══ Entries

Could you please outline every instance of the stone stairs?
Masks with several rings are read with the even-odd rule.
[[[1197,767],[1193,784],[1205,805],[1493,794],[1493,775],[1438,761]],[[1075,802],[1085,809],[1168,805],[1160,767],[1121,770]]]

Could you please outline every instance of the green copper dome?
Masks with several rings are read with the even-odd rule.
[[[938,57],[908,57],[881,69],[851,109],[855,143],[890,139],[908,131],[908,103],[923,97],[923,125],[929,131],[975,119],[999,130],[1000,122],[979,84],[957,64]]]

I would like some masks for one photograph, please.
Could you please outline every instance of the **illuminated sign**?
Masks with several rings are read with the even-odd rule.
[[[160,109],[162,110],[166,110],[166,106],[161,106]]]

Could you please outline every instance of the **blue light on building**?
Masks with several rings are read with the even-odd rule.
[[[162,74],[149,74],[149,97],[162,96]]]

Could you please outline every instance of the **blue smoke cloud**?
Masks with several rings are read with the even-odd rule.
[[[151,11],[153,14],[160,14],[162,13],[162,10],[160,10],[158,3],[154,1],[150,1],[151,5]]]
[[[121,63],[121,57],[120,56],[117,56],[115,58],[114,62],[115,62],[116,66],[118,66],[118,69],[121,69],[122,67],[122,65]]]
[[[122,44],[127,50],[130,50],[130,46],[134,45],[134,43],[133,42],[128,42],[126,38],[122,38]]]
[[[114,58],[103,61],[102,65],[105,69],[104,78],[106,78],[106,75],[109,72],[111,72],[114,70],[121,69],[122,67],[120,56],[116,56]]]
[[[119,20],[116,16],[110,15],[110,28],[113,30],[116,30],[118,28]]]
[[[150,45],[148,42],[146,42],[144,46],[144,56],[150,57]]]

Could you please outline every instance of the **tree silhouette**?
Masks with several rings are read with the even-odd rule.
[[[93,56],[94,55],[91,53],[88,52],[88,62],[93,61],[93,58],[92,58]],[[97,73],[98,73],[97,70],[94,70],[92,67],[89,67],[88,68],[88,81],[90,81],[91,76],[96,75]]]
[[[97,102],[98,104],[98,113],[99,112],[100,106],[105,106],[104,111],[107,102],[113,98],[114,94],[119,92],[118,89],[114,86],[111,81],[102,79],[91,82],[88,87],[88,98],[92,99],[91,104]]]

════

▶ [What to work on]:
Copy every line of the records above word for word, without changing anything.

▶ [Solution to the exercise]:
Could you please outline every instance of the stone stairs?
Masks with several rings are read with the even-odd rule.
[[[1197,767],[1193,784],[1205,805],[1493,794],[1493,775],[1438,761]],[[1075,802],[1085,809],[1168,805],[1160,767],[1121,770]]]

Could you please outline every instance of the green copper dome?
Masks with several rings are read with the even-odd rule.
[[[938,57],[908,57],[881,69],[851,109],[855,143],[890,139],[908,131],[908,103],[923,97],[923,125],[929,131],[975,119],[999,130],[1000,122],[979,84],[957,64]]]

I would like some masks for one photograph, please.
Could you please outline every instance of the **illuminated sign**?
Masks with several rings are read with the even-odd rule.
[[[160,109],[162,110],[166,110],[166,106],[161,106]]]

Could you please outline every instance of the **blue light on building**?
Masks with several rings are read with the even-odd rule.
[[[162,74],[149,74],[149,97],[162,96]]]

Could you please outline every instance of the **blue smoke cloud**?
Masks with several rings are read with the even-odd rule.
[[[151,11],[153,14],[160,14],[162,13],[162,10],[160,10],[158,3],[154,1],[150,1],[151,5]]]
[[[121,63],[121,57],[120,56],[117,56],[115,58],[114,62],[115,62],[116,66],[118,66],[118,69],[121,69],[122,67],[122,65]]]
[[[122,44],[127,50],[130,50],[130,46],[134,45],[134,43],[133,42],[128,42],[126,38],[122,38]]]
[[[114,58],[103,61],[102,65],[105,69],[104,78],[106,78],[106,75],[109,72],[111,72],[114,70],[121,69],[122,67],[120,56],[116,56]]]
[[[119,20],[116,16],[110,15],[110,28],[113,30],[116,30],[118,28]]]
[[[150,45],[148,42],[146,42],[144,46],[144,56],[150,57]]]

Could you please outline every instance of the **tree silhouette**?
Masks with several rings are read with the even-odd rule.
[[[93,56],[94,55],[91,53],[88,52],[88,62],[93,61],[93,58],[92,58]],[[97,73],[98,73],[97,70],[94,70],[92,67],[89,67],[88,68],[88,81],[90,81],[91,76],[96,75]]]
[[[97,102],[98,104],[98,113],[99,112],[100,106],[105,106],[104,111],[107,102],[113,98],[114,94],[119,92],[118,89],[114,86],[111,81],[102,79],[91,82],[88,87],[88,98],[92,99],[91,104]]]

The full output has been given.